# Exercise instructions:
Rewrite the records below, starting with the line that contains "In this exercise you will mark every instance of the human" and going on through the line that contains "<point>53,84</point>", both lines included. Keep every line, and shift each answer's point coordinates by adding 43 to every number.
===
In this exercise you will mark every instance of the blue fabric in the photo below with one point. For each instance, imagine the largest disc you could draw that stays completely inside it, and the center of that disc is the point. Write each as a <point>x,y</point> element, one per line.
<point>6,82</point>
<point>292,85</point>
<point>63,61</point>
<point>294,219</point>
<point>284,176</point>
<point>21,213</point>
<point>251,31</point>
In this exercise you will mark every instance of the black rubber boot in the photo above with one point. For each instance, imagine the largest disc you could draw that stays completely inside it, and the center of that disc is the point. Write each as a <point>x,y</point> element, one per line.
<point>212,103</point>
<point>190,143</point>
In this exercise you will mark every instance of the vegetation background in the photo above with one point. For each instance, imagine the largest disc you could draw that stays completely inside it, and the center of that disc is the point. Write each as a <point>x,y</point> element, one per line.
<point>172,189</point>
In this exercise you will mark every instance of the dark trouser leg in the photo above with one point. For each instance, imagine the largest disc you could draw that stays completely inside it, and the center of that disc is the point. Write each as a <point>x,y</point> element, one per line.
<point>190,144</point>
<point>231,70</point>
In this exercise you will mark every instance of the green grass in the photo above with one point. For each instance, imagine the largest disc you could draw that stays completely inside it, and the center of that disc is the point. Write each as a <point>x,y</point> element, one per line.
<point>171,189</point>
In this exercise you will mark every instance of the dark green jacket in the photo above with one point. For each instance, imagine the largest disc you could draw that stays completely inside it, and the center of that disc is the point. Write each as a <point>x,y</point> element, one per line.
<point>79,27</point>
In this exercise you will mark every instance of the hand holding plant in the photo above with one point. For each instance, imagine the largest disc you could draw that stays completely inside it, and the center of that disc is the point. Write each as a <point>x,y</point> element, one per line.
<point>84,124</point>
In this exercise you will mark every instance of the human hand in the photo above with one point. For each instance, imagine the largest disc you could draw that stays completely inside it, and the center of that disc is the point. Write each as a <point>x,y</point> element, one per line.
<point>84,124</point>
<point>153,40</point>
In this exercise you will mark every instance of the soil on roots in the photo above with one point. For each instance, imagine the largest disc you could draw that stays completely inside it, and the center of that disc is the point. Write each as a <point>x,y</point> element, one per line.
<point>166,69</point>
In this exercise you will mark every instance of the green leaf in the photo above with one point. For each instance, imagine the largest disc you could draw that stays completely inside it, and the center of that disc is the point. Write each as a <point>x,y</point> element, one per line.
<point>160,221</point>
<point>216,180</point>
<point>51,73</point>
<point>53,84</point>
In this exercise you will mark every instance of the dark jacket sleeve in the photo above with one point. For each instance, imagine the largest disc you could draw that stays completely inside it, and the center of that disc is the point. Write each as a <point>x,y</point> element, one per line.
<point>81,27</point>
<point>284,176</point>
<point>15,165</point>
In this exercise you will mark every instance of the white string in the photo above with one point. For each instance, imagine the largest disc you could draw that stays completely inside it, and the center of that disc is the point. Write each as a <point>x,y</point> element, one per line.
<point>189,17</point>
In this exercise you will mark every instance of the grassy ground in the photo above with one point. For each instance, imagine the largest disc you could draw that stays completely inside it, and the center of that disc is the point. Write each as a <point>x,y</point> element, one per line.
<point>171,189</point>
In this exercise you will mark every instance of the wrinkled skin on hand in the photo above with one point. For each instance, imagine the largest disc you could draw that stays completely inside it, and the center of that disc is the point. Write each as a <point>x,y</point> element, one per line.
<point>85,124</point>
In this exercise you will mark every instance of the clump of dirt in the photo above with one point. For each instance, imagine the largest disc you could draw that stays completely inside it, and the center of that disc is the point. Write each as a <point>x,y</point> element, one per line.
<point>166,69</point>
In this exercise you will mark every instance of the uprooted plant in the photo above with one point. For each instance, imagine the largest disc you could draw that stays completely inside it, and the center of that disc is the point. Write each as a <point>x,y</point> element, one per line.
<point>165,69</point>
===
# Correct response:
In this exercise you will mark every instance of the human hand in the photo above with one point. For each instance, imagine the largest disc you could draw that stays completely inside it, and the center of that disc is the point. Write each as a <point>x,y</point> element, one per line.
<point>127,167</point>
<point>196,83</point>
In this exercise you will mark every instance of the soil on roots in the photo above with one point. For each instance, imagine the largest disc you could draw that stays completely inside it, and the center of that disc is the point. Write each as a <point>x,y</point> element, one per line.
<point>209,112</point>
In this exercise you will mark every instance of the green leaf in the photo above with one point. For each instance, imagine the largest disc you could draw that stays completely inside it, and the center of that disc is the point. Write each as a <point>x,y</point> element, one per line.
<point>203,264</point>
<point>259,223</point>
<point>94,116</point>
<point>96,127</point>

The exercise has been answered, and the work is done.